<<<<
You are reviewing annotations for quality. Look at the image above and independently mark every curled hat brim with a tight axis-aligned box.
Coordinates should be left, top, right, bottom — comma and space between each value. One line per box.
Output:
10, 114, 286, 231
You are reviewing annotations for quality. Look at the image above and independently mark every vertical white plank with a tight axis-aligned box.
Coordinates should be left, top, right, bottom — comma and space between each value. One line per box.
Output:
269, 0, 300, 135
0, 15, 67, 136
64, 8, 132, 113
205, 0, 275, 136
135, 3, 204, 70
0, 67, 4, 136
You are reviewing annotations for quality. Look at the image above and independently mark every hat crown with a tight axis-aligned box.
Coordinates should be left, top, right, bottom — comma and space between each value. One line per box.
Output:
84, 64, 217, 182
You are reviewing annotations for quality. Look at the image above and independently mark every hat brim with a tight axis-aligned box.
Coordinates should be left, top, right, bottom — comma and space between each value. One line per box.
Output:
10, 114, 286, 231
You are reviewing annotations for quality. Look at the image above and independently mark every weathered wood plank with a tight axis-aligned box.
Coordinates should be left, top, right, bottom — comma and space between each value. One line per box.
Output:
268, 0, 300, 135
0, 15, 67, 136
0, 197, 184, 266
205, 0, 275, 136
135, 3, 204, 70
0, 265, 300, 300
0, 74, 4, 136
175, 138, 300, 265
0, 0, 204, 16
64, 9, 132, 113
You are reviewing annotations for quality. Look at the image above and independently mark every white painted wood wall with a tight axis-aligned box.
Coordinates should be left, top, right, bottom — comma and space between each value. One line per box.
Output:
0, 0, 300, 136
>>>>
<<<<
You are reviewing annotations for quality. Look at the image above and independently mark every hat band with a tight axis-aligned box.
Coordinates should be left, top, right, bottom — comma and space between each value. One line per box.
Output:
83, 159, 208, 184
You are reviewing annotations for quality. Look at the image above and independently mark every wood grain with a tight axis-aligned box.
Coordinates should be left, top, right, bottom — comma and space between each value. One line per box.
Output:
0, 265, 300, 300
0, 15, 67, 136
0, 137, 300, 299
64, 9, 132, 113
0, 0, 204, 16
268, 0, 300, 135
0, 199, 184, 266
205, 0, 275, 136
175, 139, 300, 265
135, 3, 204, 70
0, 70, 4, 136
>>>>
<<<<
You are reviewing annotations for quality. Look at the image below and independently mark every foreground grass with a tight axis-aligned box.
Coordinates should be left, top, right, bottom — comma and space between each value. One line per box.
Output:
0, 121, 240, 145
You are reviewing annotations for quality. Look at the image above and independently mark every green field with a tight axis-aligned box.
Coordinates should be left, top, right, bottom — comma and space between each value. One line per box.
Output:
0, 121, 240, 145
>>>>
### Given problem:
Convert the records from the line with "wall with a tight axis-aligned box." up to and including the line with "0, 0, 300, 136" into a Markdown table with the columns Row and Line. Number the rows and leave out any blank lines.

### Worked answer:
| Row | Line |
|---|---|
| 1 | You are reviewing annotations for quality. Look at the image above and independently mark every white painted wood wall with a tight axis-aligned box. |
| 2 | Coordinates should be left, top, right, bottom — comma and space between each value. One line per box. |
| 3 | Output: |
| 4 | 0, 0, 300, 136 |